Position identification records

==============================

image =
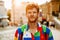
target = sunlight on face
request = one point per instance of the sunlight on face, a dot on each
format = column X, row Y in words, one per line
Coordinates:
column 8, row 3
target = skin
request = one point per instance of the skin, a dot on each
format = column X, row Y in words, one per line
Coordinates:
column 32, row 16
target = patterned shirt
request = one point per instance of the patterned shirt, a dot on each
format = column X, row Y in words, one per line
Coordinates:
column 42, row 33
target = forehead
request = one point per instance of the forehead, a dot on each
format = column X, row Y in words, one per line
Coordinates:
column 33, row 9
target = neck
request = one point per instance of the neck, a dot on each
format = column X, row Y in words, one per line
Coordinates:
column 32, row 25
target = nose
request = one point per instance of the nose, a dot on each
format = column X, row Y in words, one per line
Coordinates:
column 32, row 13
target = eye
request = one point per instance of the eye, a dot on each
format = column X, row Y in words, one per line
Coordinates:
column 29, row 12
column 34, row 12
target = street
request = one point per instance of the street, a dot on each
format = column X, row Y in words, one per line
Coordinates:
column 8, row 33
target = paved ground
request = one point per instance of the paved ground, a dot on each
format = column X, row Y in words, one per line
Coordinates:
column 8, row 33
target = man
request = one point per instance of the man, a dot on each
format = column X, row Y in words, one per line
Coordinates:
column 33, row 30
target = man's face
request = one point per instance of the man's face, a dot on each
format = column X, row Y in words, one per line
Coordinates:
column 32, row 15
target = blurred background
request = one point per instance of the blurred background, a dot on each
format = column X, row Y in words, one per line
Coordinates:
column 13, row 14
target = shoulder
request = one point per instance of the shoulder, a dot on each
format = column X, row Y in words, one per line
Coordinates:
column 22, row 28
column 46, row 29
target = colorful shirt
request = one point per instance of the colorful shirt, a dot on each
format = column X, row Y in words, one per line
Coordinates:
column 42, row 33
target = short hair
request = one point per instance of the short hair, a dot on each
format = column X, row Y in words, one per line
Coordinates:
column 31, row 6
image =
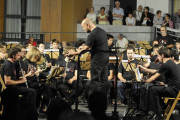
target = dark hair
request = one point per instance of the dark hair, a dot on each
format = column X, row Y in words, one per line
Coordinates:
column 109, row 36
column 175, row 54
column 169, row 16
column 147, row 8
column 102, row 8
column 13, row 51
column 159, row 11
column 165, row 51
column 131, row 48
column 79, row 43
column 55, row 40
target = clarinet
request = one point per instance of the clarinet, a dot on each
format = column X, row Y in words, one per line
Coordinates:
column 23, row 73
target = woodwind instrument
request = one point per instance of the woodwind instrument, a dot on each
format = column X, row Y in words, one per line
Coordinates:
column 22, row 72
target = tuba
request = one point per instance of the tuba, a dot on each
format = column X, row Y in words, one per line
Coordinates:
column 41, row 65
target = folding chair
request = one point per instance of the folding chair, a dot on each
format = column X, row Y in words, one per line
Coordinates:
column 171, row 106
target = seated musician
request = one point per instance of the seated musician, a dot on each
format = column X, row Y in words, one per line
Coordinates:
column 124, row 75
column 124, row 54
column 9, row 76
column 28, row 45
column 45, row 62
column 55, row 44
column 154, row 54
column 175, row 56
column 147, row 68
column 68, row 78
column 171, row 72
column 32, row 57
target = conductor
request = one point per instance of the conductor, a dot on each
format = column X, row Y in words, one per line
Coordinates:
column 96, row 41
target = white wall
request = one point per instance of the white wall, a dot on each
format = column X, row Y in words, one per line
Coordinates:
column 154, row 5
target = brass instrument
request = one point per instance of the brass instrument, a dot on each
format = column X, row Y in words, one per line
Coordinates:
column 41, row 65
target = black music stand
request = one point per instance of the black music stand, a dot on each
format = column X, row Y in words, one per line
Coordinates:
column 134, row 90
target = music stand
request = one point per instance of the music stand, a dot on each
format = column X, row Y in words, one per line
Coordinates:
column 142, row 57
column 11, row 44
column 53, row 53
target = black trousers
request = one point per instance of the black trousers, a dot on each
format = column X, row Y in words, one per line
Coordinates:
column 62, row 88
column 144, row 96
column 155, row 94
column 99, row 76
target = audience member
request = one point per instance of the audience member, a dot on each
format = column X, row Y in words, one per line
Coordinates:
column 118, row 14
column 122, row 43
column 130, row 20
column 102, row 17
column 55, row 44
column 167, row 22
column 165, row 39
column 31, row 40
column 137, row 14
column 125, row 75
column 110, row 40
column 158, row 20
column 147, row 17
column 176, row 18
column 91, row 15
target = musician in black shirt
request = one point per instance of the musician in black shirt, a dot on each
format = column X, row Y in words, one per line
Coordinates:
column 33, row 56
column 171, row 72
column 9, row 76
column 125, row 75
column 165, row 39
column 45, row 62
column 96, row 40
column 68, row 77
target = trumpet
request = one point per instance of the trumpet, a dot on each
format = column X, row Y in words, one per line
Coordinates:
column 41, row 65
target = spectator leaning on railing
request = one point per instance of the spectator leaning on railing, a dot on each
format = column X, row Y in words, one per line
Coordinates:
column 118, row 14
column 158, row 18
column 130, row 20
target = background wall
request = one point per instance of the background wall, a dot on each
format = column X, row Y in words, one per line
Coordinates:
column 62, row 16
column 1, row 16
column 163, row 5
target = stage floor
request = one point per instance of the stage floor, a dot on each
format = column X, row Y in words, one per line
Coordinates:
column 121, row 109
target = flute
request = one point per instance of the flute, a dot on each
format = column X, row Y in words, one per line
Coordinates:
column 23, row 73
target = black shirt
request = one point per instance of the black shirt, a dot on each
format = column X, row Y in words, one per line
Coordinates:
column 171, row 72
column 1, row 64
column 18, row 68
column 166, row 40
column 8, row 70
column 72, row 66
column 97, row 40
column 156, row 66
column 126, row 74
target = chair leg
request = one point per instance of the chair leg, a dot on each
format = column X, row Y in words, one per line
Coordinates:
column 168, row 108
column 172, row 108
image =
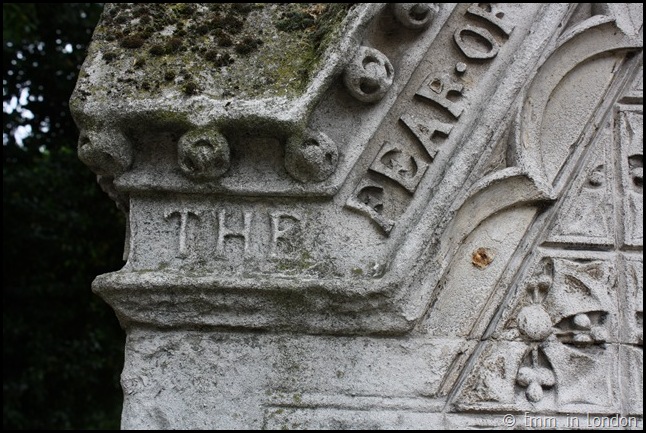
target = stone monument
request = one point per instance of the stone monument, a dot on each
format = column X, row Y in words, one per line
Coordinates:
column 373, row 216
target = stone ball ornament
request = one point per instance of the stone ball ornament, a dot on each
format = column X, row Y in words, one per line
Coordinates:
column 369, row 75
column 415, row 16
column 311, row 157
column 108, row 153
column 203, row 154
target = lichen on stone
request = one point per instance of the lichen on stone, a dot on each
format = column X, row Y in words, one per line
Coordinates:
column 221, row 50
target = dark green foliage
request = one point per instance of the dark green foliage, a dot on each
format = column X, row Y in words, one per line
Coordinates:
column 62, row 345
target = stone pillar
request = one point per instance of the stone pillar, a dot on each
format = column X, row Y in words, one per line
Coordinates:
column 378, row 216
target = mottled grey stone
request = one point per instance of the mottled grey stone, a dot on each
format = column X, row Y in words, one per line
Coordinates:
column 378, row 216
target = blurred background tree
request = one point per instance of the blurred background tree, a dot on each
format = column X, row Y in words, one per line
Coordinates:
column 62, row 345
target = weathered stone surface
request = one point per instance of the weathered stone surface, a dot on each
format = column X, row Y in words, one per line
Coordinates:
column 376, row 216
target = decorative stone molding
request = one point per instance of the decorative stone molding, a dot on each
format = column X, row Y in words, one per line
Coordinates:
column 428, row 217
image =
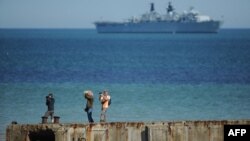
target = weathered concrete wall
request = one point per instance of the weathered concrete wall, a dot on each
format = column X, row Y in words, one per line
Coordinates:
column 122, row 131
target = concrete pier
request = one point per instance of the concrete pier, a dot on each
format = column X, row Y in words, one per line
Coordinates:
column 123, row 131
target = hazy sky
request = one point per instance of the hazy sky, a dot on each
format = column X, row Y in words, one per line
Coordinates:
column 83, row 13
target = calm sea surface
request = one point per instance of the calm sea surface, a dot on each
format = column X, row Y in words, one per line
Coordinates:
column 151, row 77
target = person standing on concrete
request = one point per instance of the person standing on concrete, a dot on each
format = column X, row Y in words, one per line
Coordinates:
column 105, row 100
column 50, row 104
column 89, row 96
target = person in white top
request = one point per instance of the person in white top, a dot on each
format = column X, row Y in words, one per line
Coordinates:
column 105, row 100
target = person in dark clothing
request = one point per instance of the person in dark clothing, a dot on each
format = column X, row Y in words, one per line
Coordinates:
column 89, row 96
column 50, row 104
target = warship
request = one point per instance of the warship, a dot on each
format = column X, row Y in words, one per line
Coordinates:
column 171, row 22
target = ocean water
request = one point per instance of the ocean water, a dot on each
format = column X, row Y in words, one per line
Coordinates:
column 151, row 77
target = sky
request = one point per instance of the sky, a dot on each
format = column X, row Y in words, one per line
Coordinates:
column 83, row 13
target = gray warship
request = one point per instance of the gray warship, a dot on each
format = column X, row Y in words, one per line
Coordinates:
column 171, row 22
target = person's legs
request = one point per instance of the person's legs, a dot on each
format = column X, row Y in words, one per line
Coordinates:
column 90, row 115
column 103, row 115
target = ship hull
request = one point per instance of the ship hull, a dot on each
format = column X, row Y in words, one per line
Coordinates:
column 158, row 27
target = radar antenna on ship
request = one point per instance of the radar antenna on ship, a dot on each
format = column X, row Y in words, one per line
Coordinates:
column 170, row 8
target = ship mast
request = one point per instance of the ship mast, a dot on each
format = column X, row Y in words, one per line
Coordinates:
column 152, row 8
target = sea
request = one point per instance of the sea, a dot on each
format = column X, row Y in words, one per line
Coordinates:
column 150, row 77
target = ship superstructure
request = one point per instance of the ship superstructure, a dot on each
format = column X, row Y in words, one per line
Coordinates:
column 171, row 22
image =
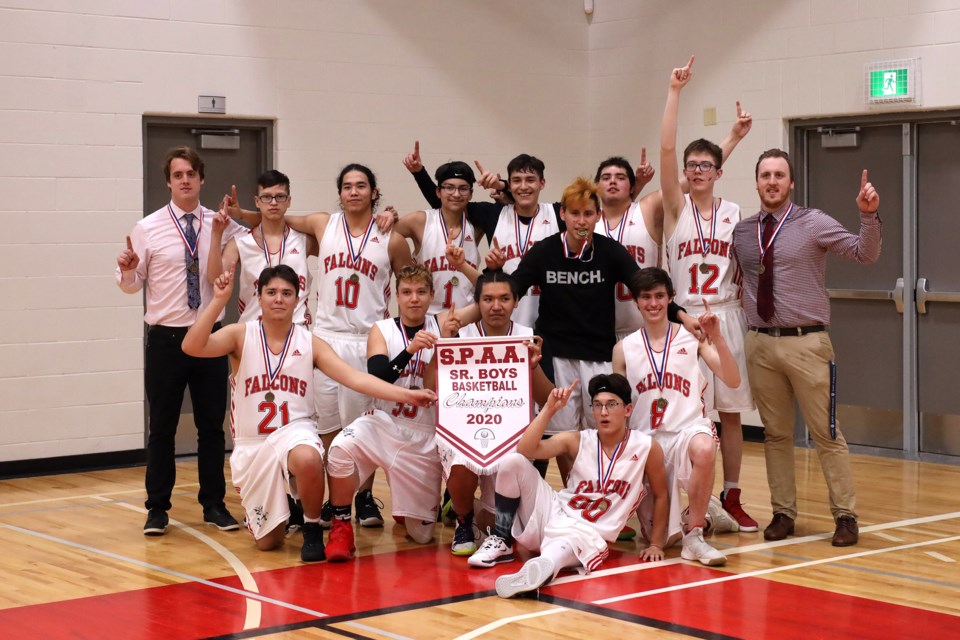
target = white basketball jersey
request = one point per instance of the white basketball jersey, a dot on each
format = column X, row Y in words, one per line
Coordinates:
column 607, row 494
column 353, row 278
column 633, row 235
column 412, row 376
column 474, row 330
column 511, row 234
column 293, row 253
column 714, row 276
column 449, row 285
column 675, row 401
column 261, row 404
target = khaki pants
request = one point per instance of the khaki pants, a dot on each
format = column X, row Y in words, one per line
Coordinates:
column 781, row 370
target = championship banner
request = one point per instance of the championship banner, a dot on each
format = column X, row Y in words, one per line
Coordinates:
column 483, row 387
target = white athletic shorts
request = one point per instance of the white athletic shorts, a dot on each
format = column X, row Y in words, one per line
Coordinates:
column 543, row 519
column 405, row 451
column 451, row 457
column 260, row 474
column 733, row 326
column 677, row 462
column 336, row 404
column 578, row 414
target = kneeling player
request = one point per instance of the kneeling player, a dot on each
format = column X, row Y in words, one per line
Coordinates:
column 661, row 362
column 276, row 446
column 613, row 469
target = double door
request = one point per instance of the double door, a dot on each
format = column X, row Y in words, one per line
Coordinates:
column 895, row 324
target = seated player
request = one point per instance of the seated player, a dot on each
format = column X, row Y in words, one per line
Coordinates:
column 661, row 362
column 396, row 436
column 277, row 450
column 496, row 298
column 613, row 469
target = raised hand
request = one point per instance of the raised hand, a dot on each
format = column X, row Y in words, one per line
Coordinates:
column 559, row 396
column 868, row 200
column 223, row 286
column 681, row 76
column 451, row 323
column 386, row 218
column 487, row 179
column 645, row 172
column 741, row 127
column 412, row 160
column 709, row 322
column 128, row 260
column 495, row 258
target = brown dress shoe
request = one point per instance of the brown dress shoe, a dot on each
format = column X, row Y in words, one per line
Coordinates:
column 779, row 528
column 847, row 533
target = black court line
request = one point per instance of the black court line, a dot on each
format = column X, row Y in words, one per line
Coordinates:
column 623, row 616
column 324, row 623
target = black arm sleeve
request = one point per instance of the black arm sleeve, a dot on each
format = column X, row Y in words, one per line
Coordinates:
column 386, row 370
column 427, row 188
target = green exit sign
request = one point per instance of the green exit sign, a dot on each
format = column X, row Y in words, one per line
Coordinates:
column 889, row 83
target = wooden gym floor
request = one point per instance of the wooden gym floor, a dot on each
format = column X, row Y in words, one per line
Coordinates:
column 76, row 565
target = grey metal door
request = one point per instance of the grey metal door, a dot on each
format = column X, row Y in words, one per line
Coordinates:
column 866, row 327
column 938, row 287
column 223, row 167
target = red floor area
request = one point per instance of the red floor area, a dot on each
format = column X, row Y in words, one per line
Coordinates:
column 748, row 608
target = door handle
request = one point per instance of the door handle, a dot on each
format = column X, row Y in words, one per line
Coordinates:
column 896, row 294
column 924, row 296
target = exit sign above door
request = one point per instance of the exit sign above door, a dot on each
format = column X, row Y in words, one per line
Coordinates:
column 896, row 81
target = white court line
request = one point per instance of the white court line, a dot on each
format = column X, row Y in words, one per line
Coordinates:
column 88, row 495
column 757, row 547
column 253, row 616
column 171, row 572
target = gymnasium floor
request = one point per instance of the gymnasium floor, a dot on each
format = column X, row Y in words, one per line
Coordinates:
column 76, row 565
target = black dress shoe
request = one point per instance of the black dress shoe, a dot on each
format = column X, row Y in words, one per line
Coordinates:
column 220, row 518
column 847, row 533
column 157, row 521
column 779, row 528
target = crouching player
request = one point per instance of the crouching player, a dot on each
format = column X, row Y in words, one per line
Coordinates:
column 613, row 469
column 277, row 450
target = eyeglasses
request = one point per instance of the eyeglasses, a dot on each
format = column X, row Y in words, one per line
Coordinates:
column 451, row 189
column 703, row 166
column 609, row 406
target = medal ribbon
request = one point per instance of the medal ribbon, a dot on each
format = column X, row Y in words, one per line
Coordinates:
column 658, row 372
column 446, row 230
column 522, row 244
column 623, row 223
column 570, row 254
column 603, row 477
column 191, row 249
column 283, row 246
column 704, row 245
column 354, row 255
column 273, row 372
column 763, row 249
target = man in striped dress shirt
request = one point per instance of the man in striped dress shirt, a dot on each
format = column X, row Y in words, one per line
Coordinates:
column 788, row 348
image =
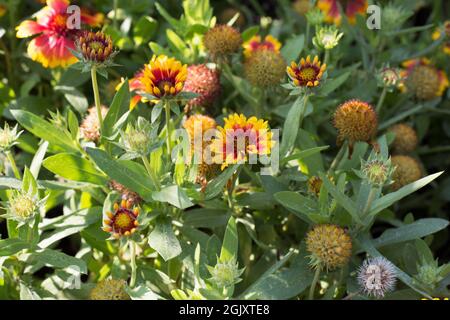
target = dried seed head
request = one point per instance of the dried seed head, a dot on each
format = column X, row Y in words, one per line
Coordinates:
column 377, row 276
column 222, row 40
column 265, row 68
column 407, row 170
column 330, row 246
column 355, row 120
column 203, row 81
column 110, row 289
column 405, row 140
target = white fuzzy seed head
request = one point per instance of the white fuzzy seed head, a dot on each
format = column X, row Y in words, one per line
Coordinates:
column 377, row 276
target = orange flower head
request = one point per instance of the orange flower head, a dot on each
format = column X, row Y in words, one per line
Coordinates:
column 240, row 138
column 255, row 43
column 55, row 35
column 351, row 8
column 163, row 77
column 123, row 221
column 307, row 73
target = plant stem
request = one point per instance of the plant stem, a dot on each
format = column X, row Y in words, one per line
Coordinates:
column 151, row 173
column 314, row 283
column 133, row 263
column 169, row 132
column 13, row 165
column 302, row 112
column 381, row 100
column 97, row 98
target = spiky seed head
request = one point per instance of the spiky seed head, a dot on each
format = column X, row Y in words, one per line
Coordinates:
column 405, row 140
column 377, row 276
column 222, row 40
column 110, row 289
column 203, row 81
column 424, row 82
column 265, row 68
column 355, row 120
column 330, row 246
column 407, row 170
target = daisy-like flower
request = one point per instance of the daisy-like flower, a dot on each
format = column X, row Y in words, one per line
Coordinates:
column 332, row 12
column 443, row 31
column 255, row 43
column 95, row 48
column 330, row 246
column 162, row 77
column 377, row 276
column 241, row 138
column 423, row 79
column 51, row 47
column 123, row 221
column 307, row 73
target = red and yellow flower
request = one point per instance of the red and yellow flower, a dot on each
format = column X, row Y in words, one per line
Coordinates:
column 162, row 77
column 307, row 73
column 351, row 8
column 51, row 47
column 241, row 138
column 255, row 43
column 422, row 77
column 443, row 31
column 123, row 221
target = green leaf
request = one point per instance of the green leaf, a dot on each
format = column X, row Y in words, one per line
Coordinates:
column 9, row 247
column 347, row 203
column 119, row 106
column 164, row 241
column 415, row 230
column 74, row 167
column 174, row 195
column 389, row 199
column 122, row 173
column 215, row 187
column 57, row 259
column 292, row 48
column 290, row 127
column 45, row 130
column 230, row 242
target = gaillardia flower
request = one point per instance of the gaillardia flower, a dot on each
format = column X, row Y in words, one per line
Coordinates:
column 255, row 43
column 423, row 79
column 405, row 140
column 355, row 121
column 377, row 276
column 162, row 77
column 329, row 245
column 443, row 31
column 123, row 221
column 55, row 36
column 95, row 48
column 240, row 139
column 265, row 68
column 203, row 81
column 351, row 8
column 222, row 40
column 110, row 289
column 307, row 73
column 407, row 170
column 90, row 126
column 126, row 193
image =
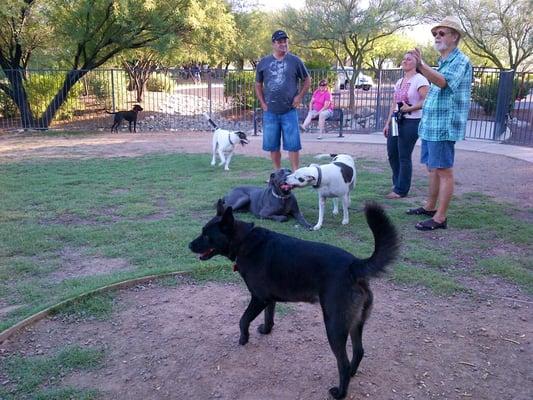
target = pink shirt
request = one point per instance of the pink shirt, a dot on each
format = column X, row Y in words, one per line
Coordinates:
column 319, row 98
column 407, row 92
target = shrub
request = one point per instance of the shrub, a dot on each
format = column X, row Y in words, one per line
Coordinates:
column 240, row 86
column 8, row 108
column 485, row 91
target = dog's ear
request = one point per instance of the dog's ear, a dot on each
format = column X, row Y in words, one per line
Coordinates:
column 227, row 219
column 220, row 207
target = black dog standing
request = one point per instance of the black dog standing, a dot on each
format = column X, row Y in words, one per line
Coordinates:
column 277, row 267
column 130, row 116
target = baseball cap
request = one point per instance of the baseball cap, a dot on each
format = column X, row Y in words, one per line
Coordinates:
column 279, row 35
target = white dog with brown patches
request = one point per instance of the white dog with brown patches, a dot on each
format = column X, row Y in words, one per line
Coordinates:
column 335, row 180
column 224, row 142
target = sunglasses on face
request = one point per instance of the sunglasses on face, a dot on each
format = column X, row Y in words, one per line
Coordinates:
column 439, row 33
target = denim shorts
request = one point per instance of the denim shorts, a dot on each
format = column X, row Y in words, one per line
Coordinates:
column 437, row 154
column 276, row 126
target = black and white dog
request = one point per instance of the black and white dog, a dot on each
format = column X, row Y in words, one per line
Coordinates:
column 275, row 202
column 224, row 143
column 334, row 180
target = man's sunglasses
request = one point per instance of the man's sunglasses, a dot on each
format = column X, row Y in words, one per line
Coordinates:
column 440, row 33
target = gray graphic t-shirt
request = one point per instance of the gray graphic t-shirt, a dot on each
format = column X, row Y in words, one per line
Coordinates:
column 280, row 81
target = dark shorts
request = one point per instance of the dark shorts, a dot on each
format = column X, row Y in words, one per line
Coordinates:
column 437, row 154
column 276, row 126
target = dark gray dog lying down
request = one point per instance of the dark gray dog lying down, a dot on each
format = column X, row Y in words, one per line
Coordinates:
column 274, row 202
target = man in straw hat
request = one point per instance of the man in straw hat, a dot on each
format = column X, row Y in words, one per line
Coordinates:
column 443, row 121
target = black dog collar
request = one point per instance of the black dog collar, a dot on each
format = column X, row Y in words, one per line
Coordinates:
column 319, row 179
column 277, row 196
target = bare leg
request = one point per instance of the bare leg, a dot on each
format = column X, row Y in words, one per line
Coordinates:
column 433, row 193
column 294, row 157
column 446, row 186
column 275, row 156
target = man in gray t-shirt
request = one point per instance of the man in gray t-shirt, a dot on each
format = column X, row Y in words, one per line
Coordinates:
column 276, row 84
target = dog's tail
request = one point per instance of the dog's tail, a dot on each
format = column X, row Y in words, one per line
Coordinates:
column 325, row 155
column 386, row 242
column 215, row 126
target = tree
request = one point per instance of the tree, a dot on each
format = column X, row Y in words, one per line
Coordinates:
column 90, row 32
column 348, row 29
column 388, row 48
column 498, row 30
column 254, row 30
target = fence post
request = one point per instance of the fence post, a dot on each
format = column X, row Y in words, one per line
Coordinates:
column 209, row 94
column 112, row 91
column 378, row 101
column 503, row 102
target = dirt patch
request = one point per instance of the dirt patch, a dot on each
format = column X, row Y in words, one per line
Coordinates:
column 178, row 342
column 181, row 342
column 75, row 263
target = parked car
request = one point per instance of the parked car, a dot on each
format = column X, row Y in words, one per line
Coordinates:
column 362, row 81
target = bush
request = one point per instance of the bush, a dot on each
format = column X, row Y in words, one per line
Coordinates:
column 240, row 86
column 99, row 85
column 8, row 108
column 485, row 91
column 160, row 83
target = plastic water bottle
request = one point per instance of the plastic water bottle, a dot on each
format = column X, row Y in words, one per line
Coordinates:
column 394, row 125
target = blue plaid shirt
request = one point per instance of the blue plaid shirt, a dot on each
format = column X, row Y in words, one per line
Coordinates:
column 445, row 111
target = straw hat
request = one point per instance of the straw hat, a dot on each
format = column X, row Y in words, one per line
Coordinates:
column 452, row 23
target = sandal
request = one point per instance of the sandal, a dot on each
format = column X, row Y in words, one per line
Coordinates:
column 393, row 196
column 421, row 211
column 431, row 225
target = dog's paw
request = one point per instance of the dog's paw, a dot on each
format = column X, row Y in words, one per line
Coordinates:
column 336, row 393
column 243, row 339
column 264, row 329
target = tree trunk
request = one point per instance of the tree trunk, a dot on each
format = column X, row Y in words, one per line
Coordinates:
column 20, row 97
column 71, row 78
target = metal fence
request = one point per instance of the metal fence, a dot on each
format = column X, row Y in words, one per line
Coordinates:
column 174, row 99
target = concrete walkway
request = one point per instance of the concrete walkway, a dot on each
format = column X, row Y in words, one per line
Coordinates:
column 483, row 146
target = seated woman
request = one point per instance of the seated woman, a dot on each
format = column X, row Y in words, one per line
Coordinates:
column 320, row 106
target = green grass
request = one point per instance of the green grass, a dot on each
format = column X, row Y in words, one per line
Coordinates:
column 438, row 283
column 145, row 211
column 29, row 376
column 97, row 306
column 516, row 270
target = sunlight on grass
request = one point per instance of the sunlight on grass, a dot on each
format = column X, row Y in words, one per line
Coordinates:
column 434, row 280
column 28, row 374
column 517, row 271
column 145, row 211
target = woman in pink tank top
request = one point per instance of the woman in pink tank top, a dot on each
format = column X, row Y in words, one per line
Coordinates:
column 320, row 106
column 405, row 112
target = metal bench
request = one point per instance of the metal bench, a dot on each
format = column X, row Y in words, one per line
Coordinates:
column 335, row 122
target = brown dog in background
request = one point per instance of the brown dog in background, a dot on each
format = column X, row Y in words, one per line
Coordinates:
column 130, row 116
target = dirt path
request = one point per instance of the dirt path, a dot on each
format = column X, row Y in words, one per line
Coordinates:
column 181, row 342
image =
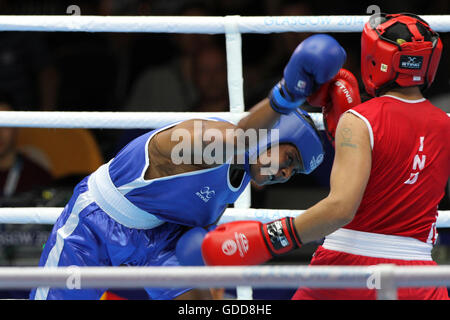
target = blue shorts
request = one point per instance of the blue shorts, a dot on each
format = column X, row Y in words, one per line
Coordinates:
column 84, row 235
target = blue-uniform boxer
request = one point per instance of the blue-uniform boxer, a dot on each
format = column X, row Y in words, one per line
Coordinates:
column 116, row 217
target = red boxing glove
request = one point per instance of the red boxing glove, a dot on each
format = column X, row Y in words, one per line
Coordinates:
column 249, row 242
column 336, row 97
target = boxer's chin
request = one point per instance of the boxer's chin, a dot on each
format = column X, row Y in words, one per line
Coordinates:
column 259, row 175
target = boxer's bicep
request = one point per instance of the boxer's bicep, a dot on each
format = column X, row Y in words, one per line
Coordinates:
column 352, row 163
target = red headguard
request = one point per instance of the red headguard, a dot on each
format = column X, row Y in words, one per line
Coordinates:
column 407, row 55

==============================

Lay out the lines of the listing above as a Markdown table with the columns "No." and "Entry", starting at the line that contains "target = forehead" and ending at the line that contains "column 32, row 13". Number each line in "No.", put its text in "Entry", and skip any blank lines.

| No. | Entry |
|---|---|
| 1 | target = forehead |
| 2 | request = one point per instance of the forehead, a dot on each |
| 3 | format = column X, row Y in words, one per line |
| 4 | Coordinates: |
| 5 | column 33, row 9 |
| 6 | target = neck |
| 7 | request = one point per instance of the neck, a dot on each |
| 8 | format = column X, row Y in words, one per line |
| 9 | Coordinates: |
| 10 | column 32, row 25 |
| 11 | target = nose |
| 12 | request = one point per instance of the nose, a dot on each |
| 13 | format = column X, row Y in words, one per line |
| 14 | Coordinates: |
| 15 | column 32, row 13 |